**TASK ITEM**
Set the images aside and retype the whole listing exactly.
◆ ◆ ◆ ◆
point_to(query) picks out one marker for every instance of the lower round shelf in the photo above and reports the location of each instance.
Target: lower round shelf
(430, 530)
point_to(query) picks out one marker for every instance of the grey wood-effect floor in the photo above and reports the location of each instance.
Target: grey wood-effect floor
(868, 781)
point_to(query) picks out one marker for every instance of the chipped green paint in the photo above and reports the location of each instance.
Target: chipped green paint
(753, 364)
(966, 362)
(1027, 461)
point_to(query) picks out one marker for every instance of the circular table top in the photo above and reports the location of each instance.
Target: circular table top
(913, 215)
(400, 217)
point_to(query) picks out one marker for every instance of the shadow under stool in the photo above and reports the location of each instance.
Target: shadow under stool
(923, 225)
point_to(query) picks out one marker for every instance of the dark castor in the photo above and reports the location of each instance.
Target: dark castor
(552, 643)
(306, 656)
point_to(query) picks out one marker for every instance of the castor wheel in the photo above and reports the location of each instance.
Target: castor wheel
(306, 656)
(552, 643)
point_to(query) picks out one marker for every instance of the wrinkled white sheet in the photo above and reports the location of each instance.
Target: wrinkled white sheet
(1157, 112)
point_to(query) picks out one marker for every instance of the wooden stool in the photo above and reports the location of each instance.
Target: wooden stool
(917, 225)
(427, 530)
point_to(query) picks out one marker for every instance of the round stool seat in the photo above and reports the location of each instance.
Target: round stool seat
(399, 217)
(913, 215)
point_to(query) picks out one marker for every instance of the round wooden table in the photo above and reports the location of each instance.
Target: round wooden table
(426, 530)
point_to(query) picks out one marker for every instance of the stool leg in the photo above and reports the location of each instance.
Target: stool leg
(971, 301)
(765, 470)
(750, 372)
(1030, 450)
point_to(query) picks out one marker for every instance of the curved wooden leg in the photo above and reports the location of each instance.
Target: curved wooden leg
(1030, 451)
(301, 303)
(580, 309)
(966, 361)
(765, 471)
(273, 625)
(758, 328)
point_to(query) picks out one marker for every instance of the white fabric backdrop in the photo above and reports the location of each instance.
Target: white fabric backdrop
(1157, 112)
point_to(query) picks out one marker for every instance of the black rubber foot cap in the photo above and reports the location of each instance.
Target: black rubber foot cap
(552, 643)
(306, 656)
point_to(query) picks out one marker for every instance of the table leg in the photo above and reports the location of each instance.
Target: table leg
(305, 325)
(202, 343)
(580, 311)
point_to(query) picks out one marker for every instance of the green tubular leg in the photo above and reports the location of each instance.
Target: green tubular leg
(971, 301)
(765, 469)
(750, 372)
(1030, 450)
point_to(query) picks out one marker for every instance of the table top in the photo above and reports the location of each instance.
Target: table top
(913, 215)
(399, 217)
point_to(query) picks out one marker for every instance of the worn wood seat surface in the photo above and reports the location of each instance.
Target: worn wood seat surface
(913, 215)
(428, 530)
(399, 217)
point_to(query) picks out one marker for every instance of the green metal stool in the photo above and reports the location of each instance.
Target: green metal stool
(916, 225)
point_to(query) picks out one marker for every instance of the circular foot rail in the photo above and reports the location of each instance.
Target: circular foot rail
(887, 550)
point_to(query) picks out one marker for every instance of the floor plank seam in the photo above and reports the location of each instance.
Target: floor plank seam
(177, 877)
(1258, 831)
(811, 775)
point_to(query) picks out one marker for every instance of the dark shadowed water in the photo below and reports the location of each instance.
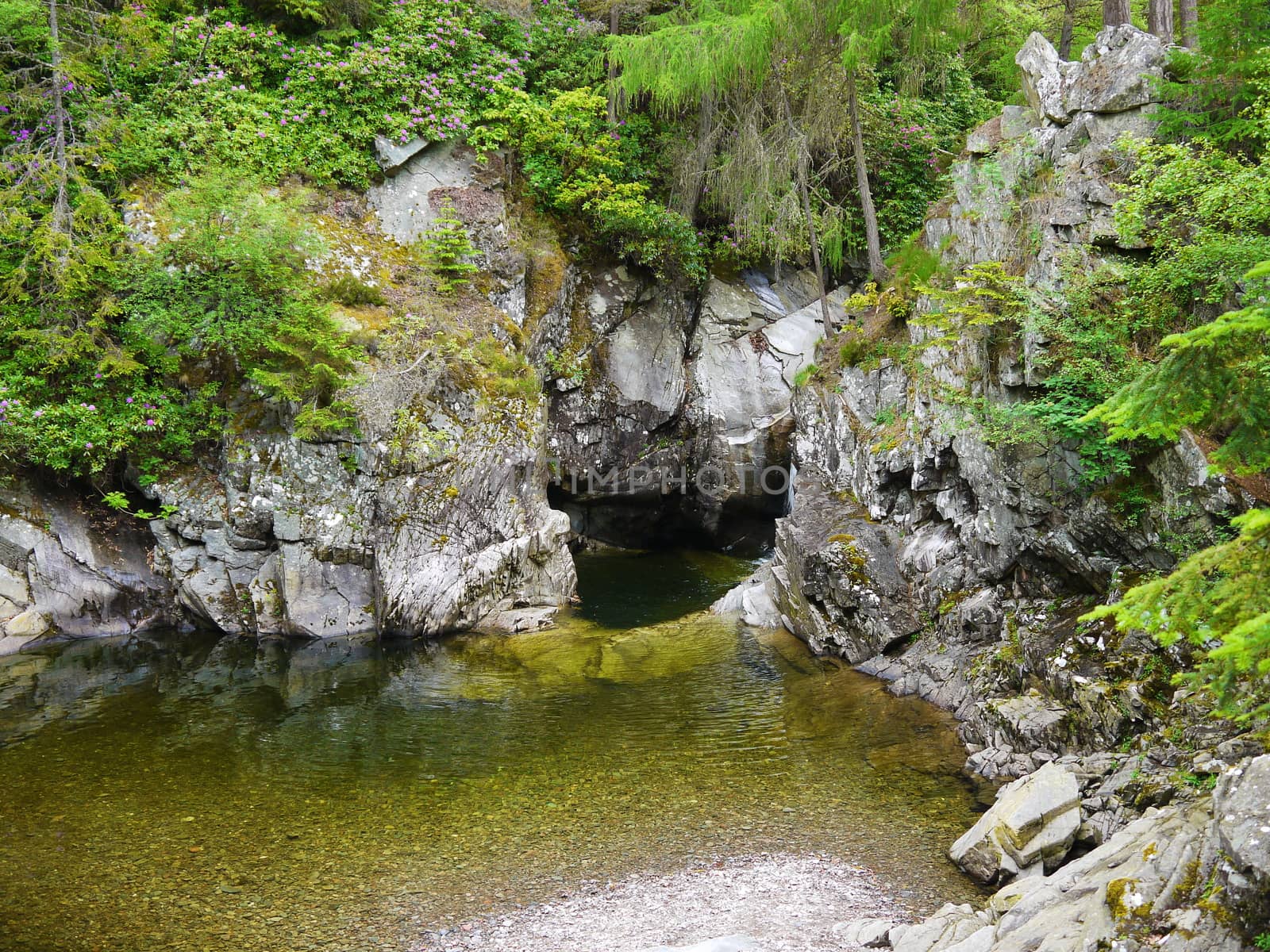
◆ ◆ ◆ ◆
**EXPECTED OUTPUT**
point_to(query) picks out one marker for every instance of the lower round shelf in the photo above and reports the location of each instance.
Target: lower round shelf
(430, 530)
point_to(query) picks out one marker for every instance of the grey wood-effect floor in the photo above and reports the location of each instance.
Target: grey wood-effect floor
(868, 781)
point_to(query) picks out one marker for every instance of the chipped green paint in the photo above and reports the location of each instance.
Target: chipped green paint
(753, 364)
(966, 362)
(1027, 461)
point_to(query) picks out one marker for every instance of the circular table top in the photo above and reports the location of each instance.
Target: circular table top
(913, 215)
(400, 217)
point_to(query) picks out one marker for every instance of the shadow under stool in the photo above and reports the location of each instance.
Target: shadow under stool
(923, 225)
point_to(query) picks out one marker for every instance of the dark castor in the photo above and reports the location of each instance.
Target: dark castor
(552, 643)
(306, 656)
point_to(query) picks out one marker for every instance of the castor wheel in the photo above and reports the location of each instance.
Target: castor wheel
(306, 656)
(552, 643)
point_to(query) picks out one marker for every instance of the wrinkled white sheet in the photo above and reports the location of each instance.
Target: wrinkled white sheet
(1157, 112)
point_to(query) picks out one marker for every instance of the wooden stool in the photo above and reports the location of each instance.
Target: wooden stool
(917, 225)
(427, 530)
point_to(query) picks out one marker for every instance of the round stool seat in the photo above and reports the location of each instance.
Target: round stool seat
(399, 217)
(913, 215)
point_to(query) picks out one marker for every instance of the round wooden table in the photo above and reports the location of each instance.
Target: round wooden table
(426, 530)
point_to(query) picks out one marker for every instance of the stool leg in the photo above and reports the location of each instance.
Target: stool leg
(971, 301)
(765, 470)
(750, 372)
(1030, 450)
point_to(query) picks out one marker for every instance of the curved wooden leg in the photo above and reports the location of each instance.
Target: curved wooden leg
(1030, 451)
(301, 303)
(580, 309)
(966, 361)
(765, 471)
(273, 625)
(758, 328)
point_to(query) picks out one marker for every instance of the white fabric backdrop in the photo above and reports the location of each instance.
Target: white fabric backdrop
(1157, 112)
point_to(query) picks out one marker for every instance of the black rubber foot cap in the photo above and reports the location of each instance.
Target: black rubber foot cap
(552, 643)
(306, 656)
point_to(query) picks out one marker for every instance of the table leg in the photo above and reports the location of each instance.
Target: table leg
(305, 325)
(202, 343)
(580, 311)
point_to(query) picks out one marker for every instance of the green tubular leg in the photo above and reports the location of each instance.
Target: green tubular leg
(971, 301)
(765, 469)
(750, 372)
(1030, 450)
point_to(query) picks out one marker for every instance of the table top in the photo above and reports the location of each instance.
Target: table top
(913, 215)
(399, 217)
point_to(query) picks out one marker for every instance of the worn wood seat surface in the photo above and reports the location of each instance.
Target: worn wood seat surface
(913, 215)
(428, 530)
(399, 217)
point_to(query) picks out one marker for every instance of the green metal stool in the photo above and reports the location of each instance.
Target: green metal stool
(916, 225)
point_to(query) picks out one marker for every instance of the circular foot rail in the photo above and reports the location of each instance.
Target: circular foot rail
(887, 550)
point_to(query) picks out one marker for every instance of the floor plank seam in the photo above and reports the location of each instance.
Target: floor plank seam
(177, 877)
(1258, 831)
(811, 775)
point_to(query) picks out one marker for every instance of the dark shadowed water in the photo below and reports the location of each instance.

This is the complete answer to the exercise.